STATED TASK:
Gather each line of the records below that contains the word "mitt". Treat case as significant, so a line counts only if its letters match in case.

--- Start of DATA SECTION ---

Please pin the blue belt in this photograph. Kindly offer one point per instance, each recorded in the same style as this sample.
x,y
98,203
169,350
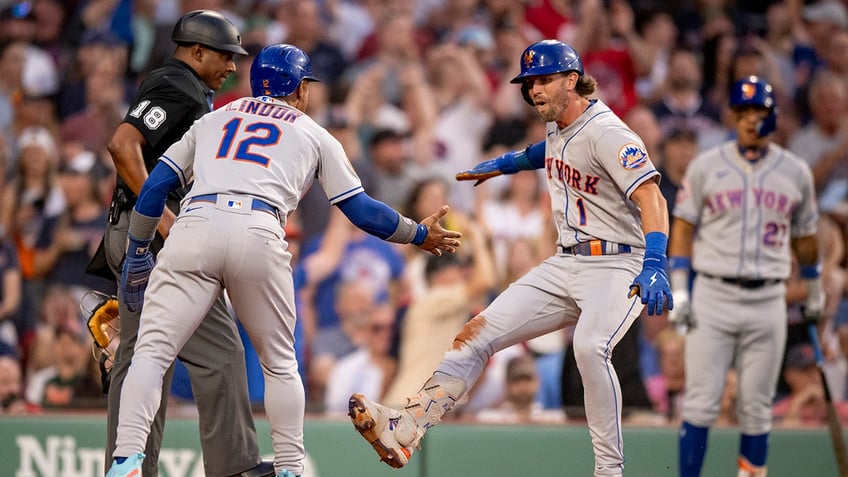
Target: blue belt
x,y
256,204
595,247
748,283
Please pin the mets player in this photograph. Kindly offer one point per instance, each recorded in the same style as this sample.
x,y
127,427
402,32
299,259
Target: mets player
x,y
613,226
250,163
742,206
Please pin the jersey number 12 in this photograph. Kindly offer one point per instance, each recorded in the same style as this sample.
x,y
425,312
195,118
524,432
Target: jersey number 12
x,y
257,135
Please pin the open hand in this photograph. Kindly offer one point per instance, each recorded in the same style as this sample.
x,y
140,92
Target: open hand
x,y
439,239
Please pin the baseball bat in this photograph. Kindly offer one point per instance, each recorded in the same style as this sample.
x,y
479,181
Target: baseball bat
x,y
837,438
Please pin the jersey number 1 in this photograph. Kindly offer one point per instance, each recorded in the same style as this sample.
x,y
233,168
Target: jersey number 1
x,y
258,135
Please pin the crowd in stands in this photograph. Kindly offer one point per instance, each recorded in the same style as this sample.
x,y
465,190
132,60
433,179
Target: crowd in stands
x,y
416,90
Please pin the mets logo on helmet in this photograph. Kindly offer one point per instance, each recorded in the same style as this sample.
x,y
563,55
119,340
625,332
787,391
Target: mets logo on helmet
x,y
528,58
632,156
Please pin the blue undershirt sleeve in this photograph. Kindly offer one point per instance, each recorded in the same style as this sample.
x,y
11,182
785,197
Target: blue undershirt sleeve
x,y
536,155
151,199
370,215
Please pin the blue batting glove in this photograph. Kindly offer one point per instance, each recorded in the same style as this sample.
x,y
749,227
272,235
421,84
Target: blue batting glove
x,y
481,172
135,272
652,283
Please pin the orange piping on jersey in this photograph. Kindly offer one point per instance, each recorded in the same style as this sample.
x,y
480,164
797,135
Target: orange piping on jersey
x,y
469,331
596,247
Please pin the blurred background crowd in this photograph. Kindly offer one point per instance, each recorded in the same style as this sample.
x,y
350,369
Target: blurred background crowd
x,y
416,90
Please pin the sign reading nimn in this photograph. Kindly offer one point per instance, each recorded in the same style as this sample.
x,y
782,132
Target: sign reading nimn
x,y
59,456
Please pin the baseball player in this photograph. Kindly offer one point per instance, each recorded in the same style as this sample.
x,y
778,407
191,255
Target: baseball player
x,y
167,103
612,223
741,207
250,163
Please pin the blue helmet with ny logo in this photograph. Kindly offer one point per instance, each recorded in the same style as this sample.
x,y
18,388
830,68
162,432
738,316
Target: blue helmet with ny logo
x,y
277,71
544,58
755,91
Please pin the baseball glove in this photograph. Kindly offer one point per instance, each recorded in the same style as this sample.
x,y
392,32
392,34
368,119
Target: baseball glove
x,y
104,324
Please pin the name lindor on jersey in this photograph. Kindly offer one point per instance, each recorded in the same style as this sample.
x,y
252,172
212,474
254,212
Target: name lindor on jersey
x,y
263,109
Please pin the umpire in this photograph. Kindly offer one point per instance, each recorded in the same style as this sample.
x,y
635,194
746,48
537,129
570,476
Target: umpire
x,y
169,100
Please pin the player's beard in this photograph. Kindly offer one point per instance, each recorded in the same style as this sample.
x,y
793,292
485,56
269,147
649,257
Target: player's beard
x,y
555,106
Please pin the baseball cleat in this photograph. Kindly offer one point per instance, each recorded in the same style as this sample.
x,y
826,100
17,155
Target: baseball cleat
x,y
131,467
392,433
263,469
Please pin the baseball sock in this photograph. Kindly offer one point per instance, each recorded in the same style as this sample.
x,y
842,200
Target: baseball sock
x,y
692,449
754,449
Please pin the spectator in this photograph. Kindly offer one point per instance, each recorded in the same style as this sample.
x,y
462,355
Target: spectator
x,y
521,212
520,405
454,291
805,404
31,211
99,53
10,294
11,388
306,30
353,303
370,367
823,143
613,50
641,119
666,389
395,171
682,105
105,107
659,34
678,149
422,196
69,381
81,229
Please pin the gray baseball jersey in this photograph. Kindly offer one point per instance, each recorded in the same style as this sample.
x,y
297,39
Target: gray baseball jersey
x,y
250,163
592,165
744,215
286,148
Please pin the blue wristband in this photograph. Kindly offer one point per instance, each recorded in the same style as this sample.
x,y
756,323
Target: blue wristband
x,y
420,235
655,245
810,272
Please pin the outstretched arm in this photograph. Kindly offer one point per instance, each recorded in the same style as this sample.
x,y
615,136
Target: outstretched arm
x,y
531,157
382,221
652,282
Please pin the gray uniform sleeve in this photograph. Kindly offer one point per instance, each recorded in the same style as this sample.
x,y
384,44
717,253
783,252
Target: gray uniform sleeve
x,y
805,216
335,172
632,165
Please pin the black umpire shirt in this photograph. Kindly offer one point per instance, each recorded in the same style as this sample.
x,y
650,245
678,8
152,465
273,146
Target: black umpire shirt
x,y
168,102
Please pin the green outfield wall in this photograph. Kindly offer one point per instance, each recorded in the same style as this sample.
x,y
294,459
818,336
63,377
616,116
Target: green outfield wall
x,y
72,446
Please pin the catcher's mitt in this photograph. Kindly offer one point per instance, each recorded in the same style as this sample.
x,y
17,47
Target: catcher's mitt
x,y
104,324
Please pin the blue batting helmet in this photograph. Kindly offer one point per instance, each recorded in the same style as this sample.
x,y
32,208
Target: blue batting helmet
x,y
754,91
544,58
277,71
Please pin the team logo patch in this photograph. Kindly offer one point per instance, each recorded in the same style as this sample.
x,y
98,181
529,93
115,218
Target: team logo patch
x,y
632,156
528,58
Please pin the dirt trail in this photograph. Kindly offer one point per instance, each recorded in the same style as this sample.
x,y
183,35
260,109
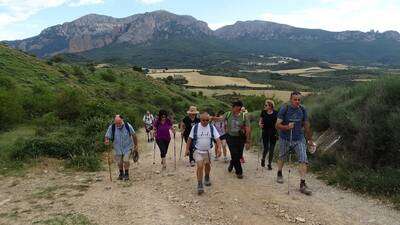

--- End of DATA SECTION ---

FINISHED ANSWER:
Please pin the catcher's mitt in this photograph. Kindly offer one point per instance, each recorded in the same style as this sample.
Target: catcher's mitt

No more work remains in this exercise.